**Brano fornito:**
Premessa. La Commissione di inchiesta sulle mafie ha avviato un’ampia ricognizione dell’evoluzione del fenomeno mafioso in Italia e, in parallelo, dell’attuale situazione del movimento civile antimafia, in tutte le sue articolazioni. La prima audizione del 1* dicembre 2015 ha riguardato Salvatore Lupo, professore ordinario di storia contemporanea presso l’Università di Palermo, ed il 2015; il 15 dicembre 2015 è stato audito Isaia Sales, professore di Storia delle mafie presso l’Università Suor Orsola Benincasa di Napoli. Nella seduta del 13 gennaio 2016 è stato ascoltato il presidente dell’associazione Libera ed il 2 febbraio 2016 Attilio Bolzoni, giornalista de La Repubblica. Il 2 agosto 2016 e il 4 ottobre 2016 è stato ascoltato il presidente della Regione Sicilia (la seconda seduta è stata in parte segretata); un magistrato del Tribunale di Reggio Calabria – ex assessore della regione siciliana – è stato ascoltato nella seduta segreta del 25 ottobre 2016; il 13 dicembre 2016 si è svolta l’audizione (anch’essa segretata) di Marco Venturi, già presidente di Confindustria Centro Sicilia. Qui di seguito sono sintetizzati i contenuti salienti di tali audizioni, sulla base degli stenografici finora pubblicati.
Le origini di mafia e camorra. Le prime audizioni hanno posto particolare attenzione alle caratteristiche dei gruppi criminali nelle diverse aree del nostro paese. In Sicilia, la mafia si è caratterizzata in origine anche per la difesa dell’organizzazione arretrata delle campagne. In Campania, al contrario, la camorra napoletana non è un fenomeno dei ceti medi, nè dei ceti proprietari, ma è innanzitutto un fenomeno della plebe napoletana, dedita alla criminalità urbana, che poi si estende nelle campagne, dove i camorristi assumono le vesti di sensali, mediatori di prodotti agricoli, ma non di difensori della proprietà. La camorra svolge una funzione di “giudice di pace” in alcune realtà dei quartieri napoletani, mentre fuori ha un’attività di mediazione delle merci. Conseguentemente, anche i movimenti assumono caratteri diversi: i fasci siciliani, ad esempio, non sonoè un movimento antimafia in senso stretto, ma si trovano comunque a scontrarsi anche con la mafia perché la rivendicazione dei contadini è la rivendicazione della terra e tra i difensori dello status quo ci sono i mafiosi: è da qui che trovano origine le centinaia di morti ammazzati in Sicilia.
Tutte le organizzazioni criminali si costituiscono come setta, con le loro rigide regole interne, riprendendo i riti della massoneria e della carboneria: attraverso di essi si viene così a nobilitare la violenza.

**Materiale estratto:**
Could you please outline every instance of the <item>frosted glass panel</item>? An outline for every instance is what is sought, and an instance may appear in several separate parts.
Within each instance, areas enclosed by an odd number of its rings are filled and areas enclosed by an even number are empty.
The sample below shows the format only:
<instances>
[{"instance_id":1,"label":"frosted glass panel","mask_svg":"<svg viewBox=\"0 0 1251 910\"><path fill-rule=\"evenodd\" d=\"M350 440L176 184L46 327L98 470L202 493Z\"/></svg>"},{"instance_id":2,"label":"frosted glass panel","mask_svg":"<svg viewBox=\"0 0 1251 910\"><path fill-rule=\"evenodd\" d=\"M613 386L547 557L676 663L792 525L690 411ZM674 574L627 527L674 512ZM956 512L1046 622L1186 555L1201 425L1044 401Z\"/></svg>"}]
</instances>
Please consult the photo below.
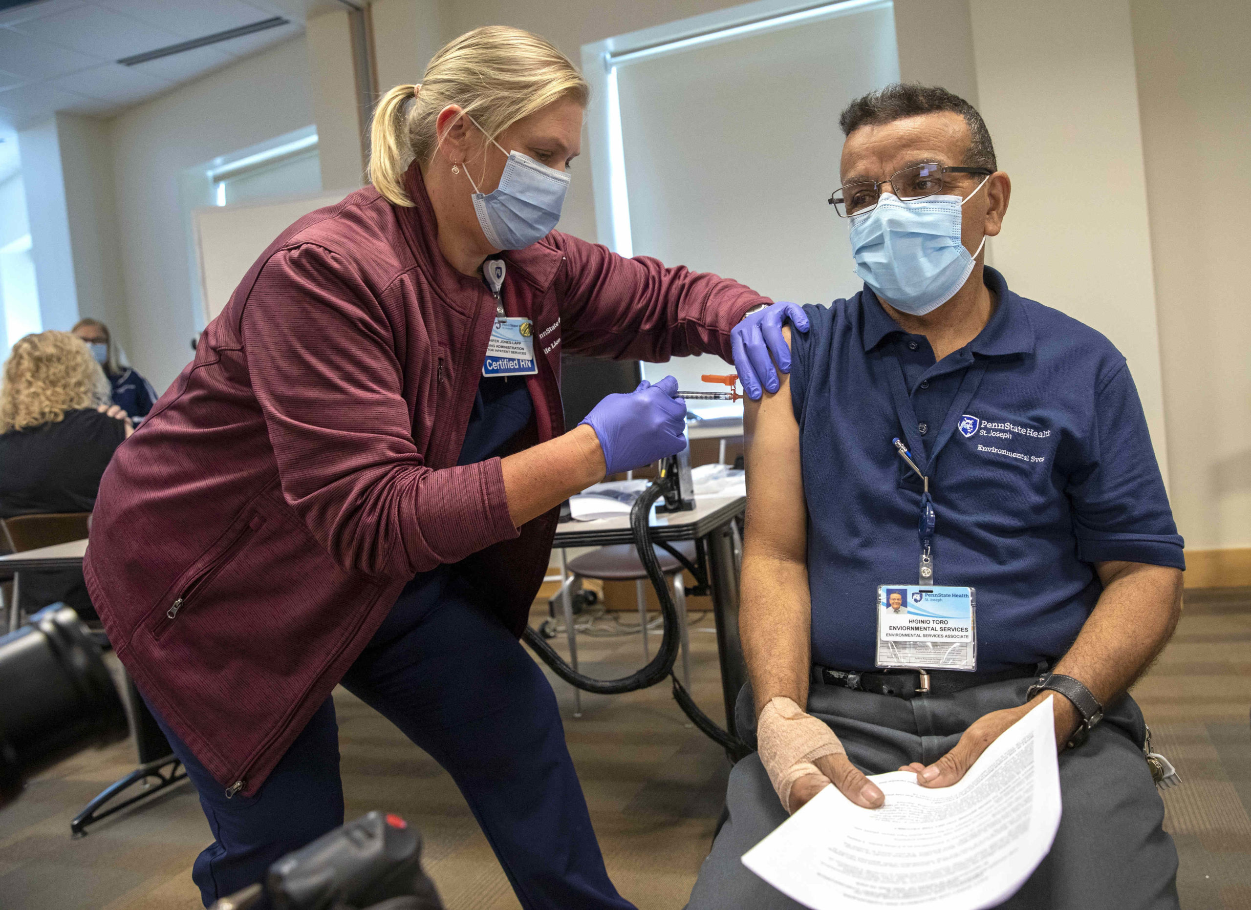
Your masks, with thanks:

**Compito assegnato 1:** Trascrivi parola per parola la parte del brano fornito che comincia con le parole "Tutte le organizzazioni" e si chiude dopo "nobilitare la violenza.".
**Compito assegnato 2:**
In base al brano fornito, che cosa risponderesti a queste domande?
(a) In quale data è stato audito Isaia Sales?
(b) Quali vesti assumono i camorristi nelle campagne?
(c) Da quali tradizioni le organizzazioni criminali riprendono i loro riti?

**Risultato finale 1:**
Tutte le organizzazioni criminali si costituiscono come setta, con le loro rigide regole interne, riprendendo i riti della massoneria e della carboneria: attraverso di essi si viene così a nobilitare la violenza.

**Risultato finale 2:**
(a) Il 15 dicembre 2015.
(b) Quelle di sensali, mediatori di prodotti agricoli.
(c) Dalla massoneria e dalla carboneria.